- [EXERCISE INPUTS]
§ §

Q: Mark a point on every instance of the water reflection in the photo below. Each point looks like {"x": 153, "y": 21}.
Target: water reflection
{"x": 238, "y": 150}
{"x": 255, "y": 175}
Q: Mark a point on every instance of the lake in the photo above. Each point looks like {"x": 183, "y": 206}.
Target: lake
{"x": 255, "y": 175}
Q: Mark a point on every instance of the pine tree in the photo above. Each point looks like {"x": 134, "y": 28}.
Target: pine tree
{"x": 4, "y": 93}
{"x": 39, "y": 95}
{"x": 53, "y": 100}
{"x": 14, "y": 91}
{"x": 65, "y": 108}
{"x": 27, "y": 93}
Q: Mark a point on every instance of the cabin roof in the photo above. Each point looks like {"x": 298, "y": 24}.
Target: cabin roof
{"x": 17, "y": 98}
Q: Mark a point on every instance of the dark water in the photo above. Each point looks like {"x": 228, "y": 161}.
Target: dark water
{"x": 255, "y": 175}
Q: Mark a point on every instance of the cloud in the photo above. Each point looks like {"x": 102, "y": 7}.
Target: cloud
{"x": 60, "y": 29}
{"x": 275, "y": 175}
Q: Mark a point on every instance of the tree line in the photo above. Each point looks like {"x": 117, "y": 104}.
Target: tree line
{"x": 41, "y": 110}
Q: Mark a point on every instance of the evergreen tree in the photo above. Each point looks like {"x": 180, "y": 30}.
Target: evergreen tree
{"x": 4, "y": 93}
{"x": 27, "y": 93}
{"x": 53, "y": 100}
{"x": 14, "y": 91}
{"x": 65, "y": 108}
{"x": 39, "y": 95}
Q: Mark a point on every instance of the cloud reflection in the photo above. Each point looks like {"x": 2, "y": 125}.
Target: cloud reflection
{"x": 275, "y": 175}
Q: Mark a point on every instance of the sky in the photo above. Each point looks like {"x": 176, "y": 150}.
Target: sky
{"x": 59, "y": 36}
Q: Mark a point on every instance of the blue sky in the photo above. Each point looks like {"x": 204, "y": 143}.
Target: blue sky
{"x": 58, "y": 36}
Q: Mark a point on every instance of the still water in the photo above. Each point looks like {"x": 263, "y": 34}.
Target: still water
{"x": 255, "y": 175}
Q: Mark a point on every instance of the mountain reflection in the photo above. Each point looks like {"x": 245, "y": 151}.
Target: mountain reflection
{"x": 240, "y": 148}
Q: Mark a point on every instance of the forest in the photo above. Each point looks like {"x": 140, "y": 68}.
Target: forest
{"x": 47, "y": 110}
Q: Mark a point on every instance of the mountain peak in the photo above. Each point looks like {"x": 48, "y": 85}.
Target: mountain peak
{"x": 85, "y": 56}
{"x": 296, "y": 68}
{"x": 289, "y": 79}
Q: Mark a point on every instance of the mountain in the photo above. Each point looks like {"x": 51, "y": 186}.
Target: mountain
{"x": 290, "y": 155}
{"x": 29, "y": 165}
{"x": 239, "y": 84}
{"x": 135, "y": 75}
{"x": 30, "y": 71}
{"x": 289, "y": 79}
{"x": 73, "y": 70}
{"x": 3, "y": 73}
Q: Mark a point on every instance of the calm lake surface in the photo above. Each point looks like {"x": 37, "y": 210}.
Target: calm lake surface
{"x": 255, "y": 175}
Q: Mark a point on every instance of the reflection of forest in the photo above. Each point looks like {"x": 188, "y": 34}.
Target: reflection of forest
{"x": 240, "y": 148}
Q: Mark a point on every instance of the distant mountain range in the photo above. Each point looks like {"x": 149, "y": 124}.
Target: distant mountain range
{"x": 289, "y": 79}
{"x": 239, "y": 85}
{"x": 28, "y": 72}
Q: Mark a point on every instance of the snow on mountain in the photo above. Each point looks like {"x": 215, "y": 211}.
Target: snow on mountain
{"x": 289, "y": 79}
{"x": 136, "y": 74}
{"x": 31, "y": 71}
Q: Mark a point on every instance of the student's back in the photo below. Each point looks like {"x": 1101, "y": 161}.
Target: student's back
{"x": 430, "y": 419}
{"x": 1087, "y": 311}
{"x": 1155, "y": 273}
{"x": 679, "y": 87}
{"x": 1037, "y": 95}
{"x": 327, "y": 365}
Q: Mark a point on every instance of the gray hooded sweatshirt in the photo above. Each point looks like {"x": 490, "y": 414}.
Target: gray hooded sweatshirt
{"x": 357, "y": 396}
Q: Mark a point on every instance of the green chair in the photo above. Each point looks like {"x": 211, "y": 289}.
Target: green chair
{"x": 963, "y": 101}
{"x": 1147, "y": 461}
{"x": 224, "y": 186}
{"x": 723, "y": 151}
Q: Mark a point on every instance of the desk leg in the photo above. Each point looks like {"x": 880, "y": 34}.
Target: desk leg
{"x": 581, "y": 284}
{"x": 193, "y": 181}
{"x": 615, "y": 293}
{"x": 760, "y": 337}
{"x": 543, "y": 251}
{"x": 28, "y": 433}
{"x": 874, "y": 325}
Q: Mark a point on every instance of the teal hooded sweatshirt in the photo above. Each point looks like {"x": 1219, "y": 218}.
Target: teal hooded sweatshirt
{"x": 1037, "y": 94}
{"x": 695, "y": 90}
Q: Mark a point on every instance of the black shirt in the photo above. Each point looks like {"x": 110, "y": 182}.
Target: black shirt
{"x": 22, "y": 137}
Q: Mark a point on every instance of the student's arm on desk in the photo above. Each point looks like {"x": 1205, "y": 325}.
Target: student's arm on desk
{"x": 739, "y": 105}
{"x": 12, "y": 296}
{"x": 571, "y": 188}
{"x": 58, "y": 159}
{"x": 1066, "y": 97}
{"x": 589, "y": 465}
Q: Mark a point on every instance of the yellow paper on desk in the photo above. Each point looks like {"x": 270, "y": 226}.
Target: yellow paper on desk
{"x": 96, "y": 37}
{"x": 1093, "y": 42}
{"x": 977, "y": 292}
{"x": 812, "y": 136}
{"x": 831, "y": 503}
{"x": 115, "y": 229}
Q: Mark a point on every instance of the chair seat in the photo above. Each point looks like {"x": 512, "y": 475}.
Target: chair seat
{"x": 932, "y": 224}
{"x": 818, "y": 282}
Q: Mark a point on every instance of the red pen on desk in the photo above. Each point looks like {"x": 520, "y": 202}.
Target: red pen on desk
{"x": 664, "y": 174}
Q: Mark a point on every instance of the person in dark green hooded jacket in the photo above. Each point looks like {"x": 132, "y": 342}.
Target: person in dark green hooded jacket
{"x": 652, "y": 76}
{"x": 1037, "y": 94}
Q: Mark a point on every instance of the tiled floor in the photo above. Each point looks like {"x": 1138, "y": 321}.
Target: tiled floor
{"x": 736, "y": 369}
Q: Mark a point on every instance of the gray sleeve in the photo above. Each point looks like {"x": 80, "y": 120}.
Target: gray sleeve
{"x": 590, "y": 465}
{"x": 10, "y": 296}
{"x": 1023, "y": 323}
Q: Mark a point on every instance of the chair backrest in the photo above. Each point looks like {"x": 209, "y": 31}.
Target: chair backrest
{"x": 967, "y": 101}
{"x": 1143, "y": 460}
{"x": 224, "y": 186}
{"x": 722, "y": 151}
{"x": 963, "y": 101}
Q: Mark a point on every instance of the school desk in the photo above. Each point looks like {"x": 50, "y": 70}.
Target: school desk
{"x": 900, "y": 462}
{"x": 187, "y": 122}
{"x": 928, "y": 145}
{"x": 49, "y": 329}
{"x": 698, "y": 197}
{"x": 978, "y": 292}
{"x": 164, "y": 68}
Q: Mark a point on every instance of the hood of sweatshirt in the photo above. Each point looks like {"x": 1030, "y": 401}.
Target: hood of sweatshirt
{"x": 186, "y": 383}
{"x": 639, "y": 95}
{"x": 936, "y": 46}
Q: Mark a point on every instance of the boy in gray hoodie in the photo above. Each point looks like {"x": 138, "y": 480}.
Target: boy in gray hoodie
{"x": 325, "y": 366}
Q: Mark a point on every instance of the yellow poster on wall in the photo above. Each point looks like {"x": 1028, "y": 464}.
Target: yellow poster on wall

§ §

- [WHAT YOU ARE ASKED TO DO] Produce only the lines from the line containing "Q: Mark a point on every instance of the red" through the line containing "Q: Mark a point on every instance of the chair backrest", inclusive of both, exactly as they stand in the entries above.

- [SOLUTION TO THIS PROBLEM]
Q: Mark a point on every instance of the red pen on desk in the photo above. Each point looks like {"x": 520, "y": 202}.
Target: red pen on desk
{"x": 664, "y": 174}
Q: Mark a point on every instance of the person in dark green hooded jacket in the photo above. Each point looks like {"x": 132, "y": 342}.
Target: person in dark green hooded jacket
{"x": 652, "y": 76}
{"x": 1037, "y": 94}
Q: Mark a point on every instance of the tiled floor in the photo above. Each point looks like {"x": 1138, "y": 321}.
Target: tiled floor
{"x": 736, "y": 369}
Q: Mark a point on every instance of the gray sleeve in the photo above. Each point looks like {"x": 80, "y": 120}.
Target: gray sleeve
{"x": 590, "y": 465}
{"x": 10, "y": 296}
{"x": 1023, "y": 323}
Q: Mark a point on every instance of the chair backrest in the photo above. Each point looks like {"x": 209, "y": 31}.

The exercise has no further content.